*EXERCISE BRIEF:*
Pull out every line of the entries below that contains the word "ridge", matching its case exactly.

Start of DATA IN THIS EXERCISE

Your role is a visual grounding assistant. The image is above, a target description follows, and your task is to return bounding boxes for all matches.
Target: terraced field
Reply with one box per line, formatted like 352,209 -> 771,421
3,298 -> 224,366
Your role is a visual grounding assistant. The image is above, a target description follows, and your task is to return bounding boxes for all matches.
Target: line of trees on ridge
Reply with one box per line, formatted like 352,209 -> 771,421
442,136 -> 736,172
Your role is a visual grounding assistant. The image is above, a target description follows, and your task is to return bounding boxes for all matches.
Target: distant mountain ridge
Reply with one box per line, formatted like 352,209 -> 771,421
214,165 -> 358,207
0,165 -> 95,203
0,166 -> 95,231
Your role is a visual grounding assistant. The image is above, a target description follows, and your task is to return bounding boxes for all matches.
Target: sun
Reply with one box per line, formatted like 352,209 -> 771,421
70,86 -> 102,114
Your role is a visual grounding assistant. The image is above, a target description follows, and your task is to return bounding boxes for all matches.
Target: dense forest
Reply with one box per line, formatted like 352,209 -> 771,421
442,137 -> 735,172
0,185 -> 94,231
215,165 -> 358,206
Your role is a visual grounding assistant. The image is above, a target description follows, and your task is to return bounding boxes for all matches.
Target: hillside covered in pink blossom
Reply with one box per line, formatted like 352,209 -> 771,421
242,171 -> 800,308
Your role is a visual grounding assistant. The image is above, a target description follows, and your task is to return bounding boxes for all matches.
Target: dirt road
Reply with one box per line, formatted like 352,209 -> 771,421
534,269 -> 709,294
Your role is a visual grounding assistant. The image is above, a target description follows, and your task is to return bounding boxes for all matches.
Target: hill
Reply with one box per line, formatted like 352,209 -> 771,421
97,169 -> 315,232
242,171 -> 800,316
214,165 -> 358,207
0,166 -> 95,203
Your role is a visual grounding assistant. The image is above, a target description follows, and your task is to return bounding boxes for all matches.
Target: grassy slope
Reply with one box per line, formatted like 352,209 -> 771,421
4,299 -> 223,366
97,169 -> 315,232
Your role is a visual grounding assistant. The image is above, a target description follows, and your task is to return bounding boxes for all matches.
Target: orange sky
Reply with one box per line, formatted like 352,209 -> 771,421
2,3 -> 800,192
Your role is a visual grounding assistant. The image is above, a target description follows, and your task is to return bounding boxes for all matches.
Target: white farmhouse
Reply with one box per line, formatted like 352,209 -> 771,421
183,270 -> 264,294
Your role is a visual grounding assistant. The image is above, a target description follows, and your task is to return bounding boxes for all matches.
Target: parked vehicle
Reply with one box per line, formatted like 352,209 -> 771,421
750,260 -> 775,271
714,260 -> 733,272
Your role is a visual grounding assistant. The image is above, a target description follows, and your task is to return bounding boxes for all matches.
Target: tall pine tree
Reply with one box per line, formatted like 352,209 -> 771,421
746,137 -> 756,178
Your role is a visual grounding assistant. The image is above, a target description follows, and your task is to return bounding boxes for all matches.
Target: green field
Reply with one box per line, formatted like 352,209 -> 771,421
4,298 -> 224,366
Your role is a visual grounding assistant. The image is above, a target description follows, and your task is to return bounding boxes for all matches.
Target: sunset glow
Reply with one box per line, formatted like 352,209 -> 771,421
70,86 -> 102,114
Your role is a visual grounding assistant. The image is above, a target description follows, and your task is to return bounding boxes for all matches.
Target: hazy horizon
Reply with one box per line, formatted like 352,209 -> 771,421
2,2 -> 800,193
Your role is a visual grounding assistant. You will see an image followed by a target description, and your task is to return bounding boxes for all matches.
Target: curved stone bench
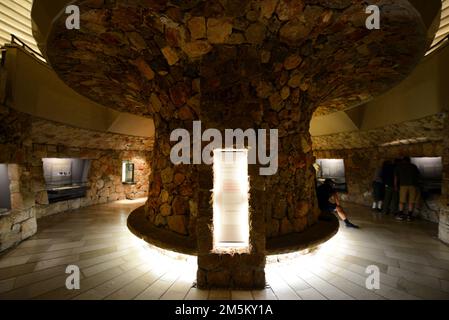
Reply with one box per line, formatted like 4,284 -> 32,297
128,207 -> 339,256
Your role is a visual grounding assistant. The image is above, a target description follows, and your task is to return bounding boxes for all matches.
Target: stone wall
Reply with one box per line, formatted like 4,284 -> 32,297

End of DATA IN THIS EXERCISE

*TASK OUTPUT:*
Target: line of trees on ridge
Target: distant mountain ridge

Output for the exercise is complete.